Copy the records below with every "Locate" switched to "Find", leaving everything else unchanged.

• DATA TO USE:

◆ ◆ ◆ ◆ ◆ ◆ ◆

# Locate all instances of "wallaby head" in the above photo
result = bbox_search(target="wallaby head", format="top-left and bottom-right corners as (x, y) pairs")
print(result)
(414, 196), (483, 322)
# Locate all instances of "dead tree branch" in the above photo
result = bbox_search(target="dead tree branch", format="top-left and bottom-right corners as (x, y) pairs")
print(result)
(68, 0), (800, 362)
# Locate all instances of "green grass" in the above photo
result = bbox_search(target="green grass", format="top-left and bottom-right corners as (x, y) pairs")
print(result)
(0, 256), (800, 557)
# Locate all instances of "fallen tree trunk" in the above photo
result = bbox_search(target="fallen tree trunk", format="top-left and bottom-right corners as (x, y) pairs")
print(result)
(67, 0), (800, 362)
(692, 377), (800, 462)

◆ ◆ ◆ ◆ ◆ ◆ ◆

• RESPONSE:
# Find all instances of "wallaby head" in the above photo
result = bbox_search(target="wallaby head", format="top-left and bottom-right corners as (x, y) pairs")
print(result)
(414, 196), (483, 322)
# Find all instances of "dead tree branch" in the above photo
result = bbox_search(target="dead tree branch", format="top-left and bottom-right corners as (x, y) pairs")
print(result)
(68, 0), (800, 362)
# Find all instances of "green grass" in the above photo
result = bbox_search(target="green grass", format="top-left and bottom-right corners as (x, y) pairs")
print(result)
(0, 256), (800, 557)
# Find all instances of "fallen tree trunk" in the above photo
result = bbox_search(target="fallen tree trunk", format="top-left and bottom-right corners as (x, y) pairs")
print(result)
(67, 0), (800, 362)
(692, 377), (800, 462)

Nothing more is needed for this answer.